-- begin DATASET RECORDS --
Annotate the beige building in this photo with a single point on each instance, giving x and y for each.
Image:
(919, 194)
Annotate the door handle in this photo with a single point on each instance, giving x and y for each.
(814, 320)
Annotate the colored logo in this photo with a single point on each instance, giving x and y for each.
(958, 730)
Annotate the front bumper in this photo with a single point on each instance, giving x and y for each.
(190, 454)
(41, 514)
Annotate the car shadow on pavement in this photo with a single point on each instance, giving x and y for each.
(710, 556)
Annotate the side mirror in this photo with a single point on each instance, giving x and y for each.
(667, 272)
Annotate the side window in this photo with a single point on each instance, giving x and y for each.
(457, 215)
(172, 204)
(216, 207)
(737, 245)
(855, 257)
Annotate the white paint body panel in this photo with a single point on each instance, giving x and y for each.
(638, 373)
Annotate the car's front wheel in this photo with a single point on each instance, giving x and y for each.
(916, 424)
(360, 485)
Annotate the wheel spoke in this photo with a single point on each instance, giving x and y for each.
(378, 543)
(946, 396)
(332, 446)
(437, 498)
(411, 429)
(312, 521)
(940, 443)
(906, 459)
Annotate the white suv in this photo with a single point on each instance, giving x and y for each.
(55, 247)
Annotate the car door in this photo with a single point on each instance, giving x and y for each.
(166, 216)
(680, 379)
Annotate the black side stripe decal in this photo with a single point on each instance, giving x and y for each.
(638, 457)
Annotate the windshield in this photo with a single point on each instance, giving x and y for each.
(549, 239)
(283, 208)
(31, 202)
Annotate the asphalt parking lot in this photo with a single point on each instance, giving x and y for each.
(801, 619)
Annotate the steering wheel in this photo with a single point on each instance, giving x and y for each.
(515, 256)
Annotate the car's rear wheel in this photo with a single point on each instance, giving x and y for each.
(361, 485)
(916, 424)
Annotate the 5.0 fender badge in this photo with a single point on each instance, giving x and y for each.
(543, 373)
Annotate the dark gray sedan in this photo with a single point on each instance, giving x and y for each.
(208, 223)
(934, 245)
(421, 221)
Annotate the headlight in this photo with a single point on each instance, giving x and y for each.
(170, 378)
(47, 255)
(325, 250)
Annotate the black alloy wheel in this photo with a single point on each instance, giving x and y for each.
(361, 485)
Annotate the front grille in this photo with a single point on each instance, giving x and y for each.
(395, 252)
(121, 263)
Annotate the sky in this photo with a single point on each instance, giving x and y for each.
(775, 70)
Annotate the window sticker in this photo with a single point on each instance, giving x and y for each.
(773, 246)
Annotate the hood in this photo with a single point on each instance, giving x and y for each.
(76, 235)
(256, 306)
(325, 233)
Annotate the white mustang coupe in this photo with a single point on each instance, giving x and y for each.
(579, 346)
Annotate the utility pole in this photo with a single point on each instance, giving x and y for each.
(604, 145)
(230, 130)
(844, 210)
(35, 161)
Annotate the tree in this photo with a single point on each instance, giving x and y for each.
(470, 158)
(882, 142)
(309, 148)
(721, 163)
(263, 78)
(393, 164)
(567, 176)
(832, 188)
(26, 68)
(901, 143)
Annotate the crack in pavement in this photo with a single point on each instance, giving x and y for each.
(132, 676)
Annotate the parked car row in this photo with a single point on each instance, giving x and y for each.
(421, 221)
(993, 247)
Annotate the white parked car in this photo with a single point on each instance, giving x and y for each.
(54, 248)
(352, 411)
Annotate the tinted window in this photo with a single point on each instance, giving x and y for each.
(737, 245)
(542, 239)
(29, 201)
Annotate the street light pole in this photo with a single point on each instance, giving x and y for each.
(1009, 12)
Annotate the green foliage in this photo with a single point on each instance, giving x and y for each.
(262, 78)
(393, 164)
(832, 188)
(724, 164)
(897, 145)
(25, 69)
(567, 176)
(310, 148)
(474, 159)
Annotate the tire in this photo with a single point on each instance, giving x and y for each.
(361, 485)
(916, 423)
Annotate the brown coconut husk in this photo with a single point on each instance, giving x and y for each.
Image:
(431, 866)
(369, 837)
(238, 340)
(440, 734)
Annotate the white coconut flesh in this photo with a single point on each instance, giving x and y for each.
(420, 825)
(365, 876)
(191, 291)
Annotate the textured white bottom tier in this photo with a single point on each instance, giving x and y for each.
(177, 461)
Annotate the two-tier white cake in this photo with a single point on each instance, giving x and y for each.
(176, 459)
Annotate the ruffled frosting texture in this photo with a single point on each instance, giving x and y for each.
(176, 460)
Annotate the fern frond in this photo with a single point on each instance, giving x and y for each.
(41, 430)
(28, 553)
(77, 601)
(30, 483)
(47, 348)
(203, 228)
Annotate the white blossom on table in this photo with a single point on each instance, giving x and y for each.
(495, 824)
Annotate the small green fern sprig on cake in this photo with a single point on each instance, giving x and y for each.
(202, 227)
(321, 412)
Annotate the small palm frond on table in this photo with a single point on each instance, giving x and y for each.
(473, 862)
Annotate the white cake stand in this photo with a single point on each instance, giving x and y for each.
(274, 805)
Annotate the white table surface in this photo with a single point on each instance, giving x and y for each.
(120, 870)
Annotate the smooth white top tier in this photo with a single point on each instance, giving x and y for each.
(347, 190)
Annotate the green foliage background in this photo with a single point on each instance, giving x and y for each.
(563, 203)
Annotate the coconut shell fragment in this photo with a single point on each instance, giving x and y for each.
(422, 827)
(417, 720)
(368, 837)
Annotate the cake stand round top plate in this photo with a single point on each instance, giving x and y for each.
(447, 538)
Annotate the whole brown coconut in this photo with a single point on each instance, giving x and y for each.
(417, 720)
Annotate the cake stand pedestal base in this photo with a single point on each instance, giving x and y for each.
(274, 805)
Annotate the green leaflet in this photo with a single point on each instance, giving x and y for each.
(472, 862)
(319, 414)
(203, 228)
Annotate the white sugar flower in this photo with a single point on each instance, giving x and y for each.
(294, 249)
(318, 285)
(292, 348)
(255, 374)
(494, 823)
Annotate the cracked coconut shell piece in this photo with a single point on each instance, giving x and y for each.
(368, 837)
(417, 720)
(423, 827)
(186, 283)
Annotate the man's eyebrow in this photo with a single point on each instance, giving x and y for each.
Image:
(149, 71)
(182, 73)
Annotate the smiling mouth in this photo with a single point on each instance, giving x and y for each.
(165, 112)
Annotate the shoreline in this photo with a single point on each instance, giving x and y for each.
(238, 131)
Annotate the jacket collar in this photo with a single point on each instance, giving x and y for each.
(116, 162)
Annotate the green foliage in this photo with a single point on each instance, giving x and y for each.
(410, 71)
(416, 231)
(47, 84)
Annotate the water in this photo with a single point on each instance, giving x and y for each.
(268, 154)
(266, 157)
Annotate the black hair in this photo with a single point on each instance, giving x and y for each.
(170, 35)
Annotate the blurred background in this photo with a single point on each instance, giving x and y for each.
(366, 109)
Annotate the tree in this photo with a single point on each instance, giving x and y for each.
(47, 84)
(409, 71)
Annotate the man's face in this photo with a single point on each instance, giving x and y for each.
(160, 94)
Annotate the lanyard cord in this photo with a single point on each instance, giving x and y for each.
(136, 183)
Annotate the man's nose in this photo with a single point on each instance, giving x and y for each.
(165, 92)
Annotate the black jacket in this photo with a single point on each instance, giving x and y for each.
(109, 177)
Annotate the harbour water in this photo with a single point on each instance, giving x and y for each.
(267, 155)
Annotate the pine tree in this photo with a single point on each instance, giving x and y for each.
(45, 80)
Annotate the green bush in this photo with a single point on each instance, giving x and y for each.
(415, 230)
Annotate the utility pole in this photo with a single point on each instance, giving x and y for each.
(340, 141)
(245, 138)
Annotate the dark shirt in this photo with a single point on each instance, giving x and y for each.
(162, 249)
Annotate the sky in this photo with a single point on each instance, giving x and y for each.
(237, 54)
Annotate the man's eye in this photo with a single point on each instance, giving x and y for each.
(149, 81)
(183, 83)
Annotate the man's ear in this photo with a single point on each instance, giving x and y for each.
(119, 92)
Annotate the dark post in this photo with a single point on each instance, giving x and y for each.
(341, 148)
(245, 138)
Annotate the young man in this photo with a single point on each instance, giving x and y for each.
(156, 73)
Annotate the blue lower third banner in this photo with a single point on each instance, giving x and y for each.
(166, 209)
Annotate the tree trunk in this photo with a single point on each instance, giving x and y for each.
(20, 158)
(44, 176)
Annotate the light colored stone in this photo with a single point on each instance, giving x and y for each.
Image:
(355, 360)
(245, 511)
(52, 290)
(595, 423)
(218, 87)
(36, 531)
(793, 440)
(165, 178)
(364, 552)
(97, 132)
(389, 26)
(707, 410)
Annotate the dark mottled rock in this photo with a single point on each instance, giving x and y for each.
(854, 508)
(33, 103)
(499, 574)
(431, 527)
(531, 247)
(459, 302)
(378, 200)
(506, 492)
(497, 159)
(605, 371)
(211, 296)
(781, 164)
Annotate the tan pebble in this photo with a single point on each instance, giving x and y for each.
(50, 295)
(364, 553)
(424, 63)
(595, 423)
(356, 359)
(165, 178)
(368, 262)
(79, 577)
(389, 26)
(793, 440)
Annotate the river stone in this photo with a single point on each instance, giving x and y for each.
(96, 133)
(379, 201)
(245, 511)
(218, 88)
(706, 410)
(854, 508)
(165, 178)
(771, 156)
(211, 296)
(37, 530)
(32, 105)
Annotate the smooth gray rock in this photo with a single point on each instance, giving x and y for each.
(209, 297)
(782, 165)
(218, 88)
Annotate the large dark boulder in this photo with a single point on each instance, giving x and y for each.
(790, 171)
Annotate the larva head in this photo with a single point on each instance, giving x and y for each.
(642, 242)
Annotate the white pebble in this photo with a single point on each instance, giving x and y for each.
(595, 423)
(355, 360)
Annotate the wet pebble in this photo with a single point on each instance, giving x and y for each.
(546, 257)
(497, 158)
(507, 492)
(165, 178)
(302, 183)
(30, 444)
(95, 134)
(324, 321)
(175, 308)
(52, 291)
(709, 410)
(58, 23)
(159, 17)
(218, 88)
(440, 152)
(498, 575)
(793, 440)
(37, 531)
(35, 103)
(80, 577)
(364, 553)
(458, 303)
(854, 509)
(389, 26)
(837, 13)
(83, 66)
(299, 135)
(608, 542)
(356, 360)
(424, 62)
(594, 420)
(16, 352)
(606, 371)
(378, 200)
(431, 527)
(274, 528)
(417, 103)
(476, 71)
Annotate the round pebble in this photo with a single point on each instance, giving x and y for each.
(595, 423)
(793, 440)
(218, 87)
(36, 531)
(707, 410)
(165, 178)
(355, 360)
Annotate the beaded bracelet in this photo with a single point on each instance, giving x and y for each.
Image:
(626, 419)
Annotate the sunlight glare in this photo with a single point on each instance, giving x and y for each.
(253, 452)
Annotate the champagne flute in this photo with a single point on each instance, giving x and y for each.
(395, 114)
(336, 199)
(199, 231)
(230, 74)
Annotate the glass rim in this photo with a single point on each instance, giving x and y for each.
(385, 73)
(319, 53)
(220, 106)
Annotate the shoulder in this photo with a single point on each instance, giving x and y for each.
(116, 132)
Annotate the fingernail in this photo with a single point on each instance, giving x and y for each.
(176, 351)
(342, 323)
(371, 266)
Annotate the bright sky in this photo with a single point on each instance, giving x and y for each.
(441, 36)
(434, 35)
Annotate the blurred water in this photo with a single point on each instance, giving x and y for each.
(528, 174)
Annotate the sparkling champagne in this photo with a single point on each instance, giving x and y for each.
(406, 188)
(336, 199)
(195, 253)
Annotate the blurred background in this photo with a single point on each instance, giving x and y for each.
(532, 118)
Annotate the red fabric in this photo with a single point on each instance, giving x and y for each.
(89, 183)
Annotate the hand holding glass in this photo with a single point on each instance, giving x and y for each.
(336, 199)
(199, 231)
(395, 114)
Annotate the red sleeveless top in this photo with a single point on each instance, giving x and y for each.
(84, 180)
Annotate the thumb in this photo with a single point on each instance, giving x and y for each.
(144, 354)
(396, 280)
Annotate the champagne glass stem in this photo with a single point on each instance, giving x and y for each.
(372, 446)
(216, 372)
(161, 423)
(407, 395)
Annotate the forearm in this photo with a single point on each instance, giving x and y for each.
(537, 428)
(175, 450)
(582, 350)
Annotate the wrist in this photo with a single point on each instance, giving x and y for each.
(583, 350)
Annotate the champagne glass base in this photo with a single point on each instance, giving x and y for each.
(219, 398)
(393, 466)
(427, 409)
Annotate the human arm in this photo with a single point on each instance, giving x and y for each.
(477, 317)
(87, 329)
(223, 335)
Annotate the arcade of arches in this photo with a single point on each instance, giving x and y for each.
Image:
-- end DATASET RECORDS --
#### [OBJECTIVE]
Extract, unchanged, the closing run of lines that opens with the line containing "Annotate the wrist" and ends with the last line.

#### [EXERCISE OUTPUT]
Annotate the wrist in this photo with a single point on each instance, giving x and y for each.
(583, 350)
Annotate the champagne glass base in this photo with a single point on each instance, giving x and y for each.
(219, 398)
(393, 466)
(427, 409)
Annotate the human arm in this photo with a single point on each instance, giving x and y for each.
(477, 317)
(87, 329)
(223, 335)
Annotate the arcade of arches in this photo with a single point on each instance, giving x and y for each.
Image:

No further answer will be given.